■ **Assignment**: Carry on the article about Jerusalem's standing as a tech hub, starting right after its final sentence.

*** Opening Supplied text ***

Is Jerusalem really a budding tech hub?

When start-up investment figures are broken down by city, Israel's tech ecosphere is even more centralized in Tel Aviv than many like to think.

Snow view of the old city in Jerusalem, February 18, 2021 (photo credit: MARC ISRAEL SELLEM)
Snow view of the old city in Jerusalem, February 18, 2021
(photo credit: MARC ISRAEL SELLEM)
 While Jerusalem has been making large efforts in recent years to present itself as an up-and-coming hub for start-ups, the number of venture capital investments in the city shows a different story, says Judah Taub, managing partner of Hetz Ventures.
Taub, who lives in Jerusalem but maintains an office in Tel Aviv, says that his fund has developed a sophisticated database on Israel's start-up ecosystem that enables Hetz to analyze start-up and funding data in unique ways and spot trends that others aren't noticing.
"For example, it is interesting to analyze the impact of different coronavirus relief packages given by the government for technology companies," Taub says. "When the government decides to put hundreds of millions of shekels into specific sectors, that changes a number of the dynamics for the companies in that field, and should be part of the information we take into consideration when analyzing investments. But most firms aren't organizing the data as aggressively as we are."
The numbers also show that when start-up investment figures are broken down by city, Israel's tech ecosphere is even more centralized in Tel Aviv than many like to think.
"Everyone knows that Tel Aviv is the heart of the start-up nation, but the data shows that more than 50% of all funding goes to companies in Tel Aviv, while no other city gets even close to 10%," Taub says. "Jerusalem-based companies represent just 3% of investments now, with a slight emphasis on biotech."
According to Hetz's data, Jerusalem in 2020 saw about eight seed-stage investments, six round-A deals, and three round-B funding rounds, representing 3-5% of Israel's total at each stage. Those numbers put Jerusalem about neck-and-neck with Herzliya for the second and third spots.

*** Closing Supplied text ***
*** Opening Data provided ***

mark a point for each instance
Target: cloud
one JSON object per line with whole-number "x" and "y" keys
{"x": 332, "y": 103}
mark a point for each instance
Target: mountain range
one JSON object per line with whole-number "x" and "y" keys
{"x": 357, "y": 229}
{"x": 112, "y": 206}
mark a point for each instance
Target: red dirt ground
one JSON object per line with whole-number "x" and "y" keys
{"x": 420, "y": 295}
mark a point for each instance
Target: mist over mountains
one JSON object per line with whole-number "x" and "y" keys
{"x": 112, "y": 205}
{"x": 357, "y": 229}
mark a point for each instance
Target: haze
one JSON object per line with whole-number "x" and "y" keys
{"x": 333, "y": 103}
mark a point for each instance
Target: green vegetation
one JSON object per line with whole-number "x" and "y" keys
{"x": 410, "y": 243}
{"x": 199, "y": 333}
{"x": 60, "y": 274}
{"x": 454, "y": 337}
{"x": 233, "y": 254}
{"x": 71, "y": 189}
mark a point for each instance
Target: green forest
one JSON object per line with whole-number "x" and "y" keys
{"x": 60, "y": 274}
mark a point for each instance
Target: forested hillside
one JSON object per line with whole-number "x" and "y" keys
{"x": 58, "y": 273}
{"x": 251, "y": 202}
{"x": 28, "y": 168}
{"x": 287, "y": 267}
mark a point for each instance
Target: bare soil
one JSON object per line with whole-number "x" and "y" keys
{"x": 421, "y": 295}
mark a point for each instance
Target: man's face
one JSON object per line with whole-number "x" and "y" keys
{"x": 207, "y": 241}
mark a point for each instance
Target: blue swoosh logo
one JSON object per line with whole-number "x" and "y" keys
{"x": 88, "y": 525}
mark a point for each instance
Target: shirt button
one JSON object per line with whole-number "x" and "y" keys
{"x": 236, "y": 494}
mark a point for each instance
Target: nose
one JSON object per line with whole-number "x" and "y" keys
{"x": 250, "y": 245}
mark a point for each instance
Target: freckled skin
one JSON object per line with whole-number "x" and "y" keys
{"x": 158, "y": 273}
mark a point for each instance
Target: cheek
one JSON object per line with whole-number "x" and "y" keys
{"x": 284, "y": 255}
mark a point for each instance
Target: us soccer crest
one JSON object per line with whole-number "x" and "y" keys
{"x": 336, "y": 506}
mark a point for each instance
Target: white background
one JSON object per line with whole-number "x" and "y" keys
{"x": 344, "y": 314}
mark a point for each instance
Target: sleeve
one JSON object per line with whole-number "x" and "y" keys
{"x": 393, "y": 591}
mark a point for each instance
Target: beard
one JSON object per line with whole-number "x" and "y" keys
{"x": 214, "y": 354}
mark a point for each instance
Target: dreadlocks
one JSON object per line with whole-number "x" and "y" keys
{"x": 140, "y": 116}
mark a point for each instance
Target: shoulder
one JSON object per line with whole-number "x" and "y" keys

*** Closing Data provided ***

■ **Exercise output**:
While Jerusalem has been making strong efforts to brand itself as an up-and-coming tech powerhouse, fewer start-ups are actually being founded in Jerusalem, Taub said, adding that there were a number of organizations working to change this, like the Jerusalem Development Authority, venture capital funds OurCrowd and JVP, and grassroots bodies like Made in JLM and Siftech.
Roy Munin, CEO and co-founder of Made in JLM, disagreed with Taub's assessment.
(L-R) Judah Taub, managing partner of Hetz Ventures, and Roy Munin, CEO and co-founder of Made in JLM. (Photo credit: Courtesy)(L-R) Judah Taub, managing partner of Hetz Ventures, and Roy Munin, CEO and co-founder of Made in JLM. (Photo credit: Courtesy)
"First of all, you're comparing Jerusalem to one of the top tech cities in the world. But if you look at the past decade or so, there has been serious growth in Jerusalem, with more start-ups, more investors, accelerators, and university programs. start-up investment doesn't tell the whole story.
"If you look at multinationals, you'll see that we're an Intel city. Mobileye was acquired by Intel in the largest deal in Israeli history, and Cnvrg was recently acquired by Intel as well. Nvidia recently opened offices here. And there is a new wave coming of large multinationals opening offices here.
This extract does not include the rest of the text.